• What the task asks:
Copy the stretch from the line containing "point: the patterned" through the end of the records, changing "maroon" to "burgundy" and keeping everything else the same.

::::::::

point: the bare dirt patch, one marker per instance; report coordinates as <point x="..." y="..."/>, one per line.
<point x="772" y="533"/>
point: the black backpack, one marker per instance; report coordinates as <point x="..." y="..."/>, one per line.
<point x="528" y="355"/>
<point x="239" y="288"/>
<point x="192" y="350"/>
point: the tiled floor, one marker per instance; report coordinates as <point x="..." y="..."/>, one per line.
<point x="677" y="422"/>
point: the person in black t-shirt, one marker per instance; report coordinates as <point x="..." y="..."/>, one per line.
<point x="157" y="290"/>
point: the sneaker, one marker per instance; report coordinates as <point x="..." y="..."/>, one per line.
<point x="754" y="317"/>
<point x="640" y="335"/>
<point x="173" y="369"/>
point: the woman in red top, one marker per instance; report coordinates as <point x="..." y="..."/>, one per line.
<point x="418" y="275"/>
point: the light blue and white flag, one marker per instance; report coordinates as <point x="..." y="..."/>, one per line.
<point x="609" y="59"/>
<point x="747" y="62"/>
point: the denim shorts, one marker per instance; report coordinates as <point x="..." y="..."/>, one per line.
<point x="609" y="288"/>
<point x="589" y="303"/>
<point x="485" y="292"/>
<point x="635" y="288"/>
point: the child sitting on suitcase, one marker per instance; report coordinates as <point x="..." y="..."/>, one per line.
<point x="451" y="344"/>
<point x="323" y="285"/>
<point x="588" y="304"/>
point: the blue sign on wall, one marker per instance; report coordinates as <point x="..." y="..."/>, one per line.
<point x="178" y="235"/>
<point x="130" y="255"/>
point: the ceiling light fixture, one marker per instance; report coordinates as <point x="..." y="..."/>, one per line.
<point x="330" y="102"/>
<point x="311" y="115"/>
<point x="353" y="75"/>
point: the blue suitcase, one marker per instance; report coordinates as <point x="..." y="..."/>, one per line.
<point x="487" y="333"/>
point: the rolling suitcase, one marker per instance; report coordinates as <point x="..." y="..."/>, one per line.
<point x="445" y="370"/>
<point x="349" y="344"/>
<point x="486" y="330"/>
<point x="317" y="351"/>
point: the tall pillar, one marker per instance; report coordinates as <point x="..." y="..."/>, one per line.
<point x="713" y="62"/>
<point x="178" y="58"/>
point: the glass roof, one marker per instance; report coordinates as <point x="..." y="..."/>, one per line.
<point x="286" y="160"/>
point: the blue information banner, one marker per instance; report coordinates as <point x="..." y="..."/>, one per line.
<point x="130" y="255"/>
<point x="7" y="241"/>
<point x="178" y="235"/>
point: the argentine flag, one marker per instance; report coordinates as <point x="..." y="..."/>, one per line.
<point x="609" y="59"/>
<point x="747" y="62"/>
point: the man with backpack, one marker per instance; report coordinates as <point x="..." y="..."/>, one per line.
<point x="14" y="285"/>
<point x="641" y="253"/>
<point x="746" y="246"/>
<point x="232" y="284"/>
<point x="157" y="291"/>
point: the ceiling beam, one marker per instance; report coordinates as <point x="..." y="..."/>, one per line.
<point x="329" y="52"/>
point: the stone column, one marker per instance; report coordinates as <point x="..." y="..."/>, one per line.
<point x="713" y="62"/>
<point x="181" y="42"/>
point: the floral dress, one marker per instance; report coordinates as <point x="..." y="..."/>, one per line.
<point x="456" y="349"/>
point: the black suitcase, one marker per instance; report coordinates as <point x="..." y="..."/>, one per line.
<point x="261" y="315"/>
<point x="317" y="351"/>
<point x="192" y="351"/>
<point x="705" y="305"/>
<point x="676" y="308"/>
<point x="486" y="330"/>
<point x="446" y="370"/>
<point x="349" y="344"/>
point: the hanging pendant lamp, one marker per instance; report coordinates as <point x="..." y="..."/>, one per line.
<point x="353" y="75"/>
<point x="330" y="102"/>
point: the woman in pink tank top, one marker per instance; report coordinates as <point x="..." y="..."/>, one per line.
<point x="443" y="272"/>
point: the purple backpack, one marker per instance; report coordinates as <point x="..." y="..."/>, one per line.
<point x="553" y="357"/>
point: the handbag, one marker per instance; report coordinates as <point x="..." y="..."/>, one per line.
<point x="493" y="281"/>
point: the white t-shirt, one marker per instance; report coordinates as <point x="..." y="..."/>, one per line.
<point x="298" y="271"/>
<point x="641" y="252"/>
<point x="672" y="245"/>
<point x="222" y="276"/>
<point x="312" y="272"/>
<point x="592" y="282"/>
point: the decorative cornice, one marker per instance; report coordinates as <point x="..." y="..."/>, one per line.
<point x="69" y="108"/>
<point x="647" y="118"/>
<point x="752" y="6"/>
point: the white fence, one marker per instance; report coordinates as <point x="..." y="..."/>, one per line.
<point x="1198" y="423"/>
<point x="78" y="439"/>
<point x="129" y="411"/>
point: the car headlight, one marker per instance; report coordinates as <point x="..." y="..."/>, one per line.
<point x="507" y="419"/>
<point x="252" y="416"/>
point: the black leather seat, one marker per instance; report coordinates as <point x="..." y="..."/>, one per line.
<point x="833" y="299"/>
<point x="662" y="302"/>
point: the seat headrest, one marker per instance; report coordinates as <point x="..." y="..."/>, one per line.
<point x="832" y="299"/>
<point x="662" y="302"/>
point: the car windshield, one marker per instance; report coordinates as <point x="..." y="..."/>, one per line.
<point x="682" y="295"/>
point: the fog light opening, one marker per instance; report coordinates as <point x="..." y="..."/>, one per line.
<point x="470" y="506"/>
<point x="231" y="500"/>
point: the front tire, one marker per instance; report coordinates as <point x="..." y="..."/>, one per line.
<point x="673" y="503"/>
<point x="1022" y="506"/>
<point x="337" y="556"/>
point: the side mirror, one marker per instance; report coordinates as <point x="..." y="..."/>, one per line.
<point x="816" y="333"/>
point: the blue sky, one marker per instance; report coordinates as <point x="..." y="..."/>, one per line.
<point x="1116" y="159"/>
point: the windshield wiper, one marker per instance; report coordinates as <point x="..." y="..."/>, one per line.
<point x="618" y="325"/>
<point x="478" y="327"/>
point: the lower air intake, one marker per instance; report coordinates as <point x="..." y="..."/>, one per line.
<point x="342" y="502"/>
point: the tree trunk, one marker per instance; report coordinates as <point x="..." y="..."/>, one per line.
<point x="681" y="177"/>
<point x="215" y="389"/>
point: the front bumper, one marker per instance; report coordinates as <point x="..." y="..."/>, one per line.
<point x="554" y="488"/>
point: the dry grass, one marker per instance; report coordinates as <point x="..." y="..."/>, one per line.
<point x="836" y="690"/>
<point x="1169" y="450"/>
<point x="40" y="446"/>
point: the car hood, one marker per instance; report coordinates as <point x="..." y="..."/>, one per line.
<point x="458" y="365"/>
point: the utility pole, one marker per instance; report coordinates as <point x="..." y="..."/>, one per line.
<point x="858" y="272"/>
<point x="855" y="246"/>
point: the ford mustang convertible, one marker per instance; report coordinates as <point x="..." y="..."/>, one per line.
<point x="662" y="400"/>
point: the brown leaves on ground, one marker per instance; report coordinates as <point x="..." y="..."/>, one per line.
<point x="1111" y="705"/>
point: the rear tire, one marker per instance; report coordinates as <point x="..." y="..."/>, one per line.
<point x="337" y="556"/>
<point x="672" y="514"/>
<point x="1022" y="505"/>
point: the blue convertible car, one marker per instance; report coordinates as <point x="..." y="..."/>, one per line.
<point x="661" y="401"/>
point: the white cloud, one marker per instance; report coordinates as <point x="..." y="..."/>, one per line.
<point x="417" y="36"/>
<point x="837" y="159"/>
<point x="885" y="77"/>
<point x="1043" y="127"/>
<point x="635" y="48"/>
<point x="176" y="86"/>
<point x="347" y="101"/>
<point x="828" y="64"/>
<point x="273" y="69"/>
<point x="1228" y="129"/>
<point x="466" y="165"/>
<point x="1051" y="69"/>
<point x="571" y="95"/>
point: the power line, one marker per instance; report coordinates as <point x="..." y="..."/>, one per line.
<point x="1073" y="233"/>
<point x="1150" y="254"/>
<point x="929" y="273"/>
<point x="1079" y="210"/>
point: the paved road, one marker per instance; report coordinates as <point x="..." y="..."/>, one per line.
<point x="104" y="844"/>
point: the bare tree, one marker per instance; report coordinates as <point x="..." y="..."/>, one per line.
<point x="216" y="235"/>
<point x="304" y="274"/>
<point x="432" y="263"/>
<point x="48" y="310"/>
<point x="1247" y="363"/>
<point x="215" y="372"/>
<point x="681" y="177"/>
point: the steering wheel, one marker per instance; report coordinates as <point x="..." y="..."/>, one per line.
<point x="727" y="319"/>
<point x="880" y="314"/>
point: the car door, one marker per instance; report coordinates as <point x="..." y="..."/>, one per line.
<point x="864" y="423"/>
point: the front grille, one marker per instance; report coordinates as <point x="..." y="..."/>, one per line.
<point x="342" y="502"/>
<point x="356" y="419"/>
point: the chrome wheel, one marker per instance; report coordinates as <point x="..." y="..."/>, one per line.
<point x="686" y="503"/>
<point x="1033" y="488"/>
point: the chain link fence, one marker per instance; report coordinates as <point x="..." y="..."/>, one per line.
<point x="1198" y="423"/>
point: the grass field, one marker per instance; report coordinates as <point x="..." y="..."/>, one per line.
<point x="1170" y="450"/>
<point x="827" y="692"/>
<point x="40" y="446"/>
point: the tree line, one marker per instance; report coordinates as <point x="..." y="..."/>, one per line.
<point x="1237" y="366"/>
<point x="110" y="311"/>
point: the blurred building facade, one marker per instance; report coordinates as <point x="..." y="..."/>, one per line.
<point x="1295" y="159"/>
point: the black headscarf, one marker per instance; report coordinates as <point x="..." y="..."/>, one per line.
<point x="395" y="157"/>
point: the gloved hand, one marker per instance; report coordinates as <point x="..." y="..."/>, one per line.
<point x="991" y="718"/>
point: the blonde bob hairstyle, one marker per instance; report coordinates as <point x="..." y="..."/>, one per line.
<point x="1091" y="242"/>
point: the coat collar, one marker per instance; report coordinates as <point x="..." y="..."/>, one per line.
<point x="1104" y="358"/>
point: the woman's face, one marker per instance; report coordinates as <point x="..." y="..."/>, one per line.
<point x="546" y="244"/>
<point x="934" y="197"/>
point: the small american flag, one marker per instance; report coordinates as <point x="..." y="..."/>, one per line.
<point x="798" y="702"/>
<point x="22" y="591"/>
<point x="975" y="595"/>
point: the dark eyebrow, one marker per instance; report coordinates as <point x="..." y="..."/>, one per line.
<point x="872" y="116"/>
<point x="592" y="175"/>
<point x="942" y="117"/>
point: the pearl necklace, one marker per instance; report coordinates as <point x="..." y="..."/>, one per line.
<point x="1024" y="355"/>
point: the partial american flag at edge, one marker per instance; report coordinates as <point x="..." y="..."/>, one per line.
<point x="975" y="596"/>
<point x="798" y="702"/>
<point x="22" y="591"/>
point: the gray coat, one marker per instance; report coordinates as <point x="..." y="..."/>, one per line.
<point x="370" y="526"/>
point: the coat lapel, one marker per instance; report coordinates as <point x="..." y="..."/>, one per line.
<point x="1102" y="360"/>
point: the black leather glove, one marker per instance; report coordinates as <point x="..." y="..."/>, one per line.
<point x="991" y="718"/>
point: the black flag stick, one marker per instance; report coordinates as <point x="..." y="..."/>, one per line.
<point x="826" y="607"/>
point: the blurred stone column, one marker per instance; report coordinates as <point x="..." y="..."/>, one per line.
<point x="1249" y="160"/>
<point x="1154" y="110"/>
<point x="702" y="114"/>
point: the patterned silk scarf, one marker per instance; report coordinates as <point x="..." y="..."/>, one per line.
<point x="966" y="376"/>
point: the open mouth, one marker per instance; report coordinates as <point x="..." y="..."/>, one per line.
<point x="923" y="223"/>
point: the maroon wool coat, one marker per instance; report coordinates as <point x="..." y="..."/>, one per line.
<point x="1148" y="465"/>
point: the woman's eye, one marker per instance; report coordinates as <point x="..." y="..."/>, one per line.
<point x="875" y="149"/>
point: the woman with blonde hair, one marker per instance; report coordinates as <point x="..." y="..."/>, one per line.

::::::::

• Response:
point: the patterned silk scarf, one marker per instance; report coordinates as <point x="..." y="..."/>, one per line.
<point x="966" y="376"/>
point: the open mouth, one marker per instance; report coordinates as <point x="..." y="..."/>, one per line.
<point x="923" y="223"/>
point: the burgundy wool coat, one marker per instance; report coordinates as <point x="..." y="..."/>, one per line.
<point x="1148" y="465"/>
point: the woman's eye, one marker per instance; report coordinates as <point x="..." y="..."/>, one per line.
<point x="875" y="149"/>
point: the woman with blonde hair, one marker per instance; report coordinates as <point x="..." y="..."/>, one per line.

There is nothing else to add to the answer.